> Exercise passage:
-----
Building same source with --disable-ldap produces a working executable - of course, with no LDAP support.

Seems to me that libldap60 should check if its functions already exist in libnss_ldap, and if so, defer to libnss_ldap since that is what the OS provides.

I have not seen this problem in any of the Thunderbird 2.x releases.

Sorry, that should have been ld_set_errno

henry: we can't do that. so's don't work that way, nor can we use the system libraries which aren't tested with our product and which don't have the same feature set as our library.

Well, I just built from the comm-central trunk (so it's 3.1a1pre), and it works - but only if I don't build a static binary. It looks at a quick inspection like ./mozilla/memory/jemalloc/jemalloc.c has been completely rewritten - it looks like a lot of the reserve memory stuff has been cut out - but if I build with --enable-static, I still get the same crash. So, I built without --enable-static, and then commented out the bit in installer/Makefile that checks for static libs, and everything is fine - Thunderbird just uses the system nss_ldap stuff instead of its own. Anyway, it works for me...

Bruce Edge (bruce-edge) wrote :

Binary package hint: thunderbird

If nsswitch.conf is set with:

passwd: compat ldap
group: compat ldap
shadow: compat ldap

My ldap config does work as I'm using it for login authentication.
-----
> Data below:
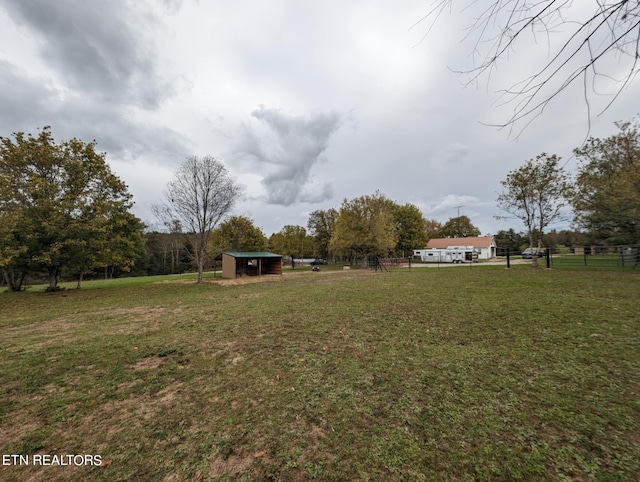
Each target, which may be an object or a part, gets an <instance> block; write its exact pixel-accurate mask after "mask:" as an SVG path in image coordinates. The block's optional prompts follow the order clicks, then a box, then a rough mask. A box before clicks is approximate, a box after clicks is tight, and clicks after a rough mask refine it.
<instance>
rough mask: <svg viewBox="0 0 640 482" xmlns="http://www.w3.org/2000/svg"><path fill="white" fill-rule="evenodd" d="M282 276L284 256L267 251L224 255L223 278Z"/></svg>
mask: <svg viewBox="0 0 640 482" xmlns="http://www.w3.org/2000/svg"><path fill="white" fill-rule="evenodd" d="M281 274H282V255H280V254H274V253H269V252H266V251H229V252H226V253H222V277H223V278H232V279H233V278H241V277H242V276H263V275H281Z"/></svg>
-----
Please summarize the forum excerpt in three sentences. The data here was drawn from a separate source.

> Response area: Building the same source with --disable-ldap produces a working executable, though one without LDAP support. One suggestion is that libldap60 should defer to libnss_ldap when its functions already exist there, but a reply rejects this because shared objects don't work that way and the system libraries aren't tested with the product. A build from the comm-central trunk works only when it is not built static, and with the static-library check in installer/Makefile commented out, Thunderbird uses the system nss_ldap instead of its own.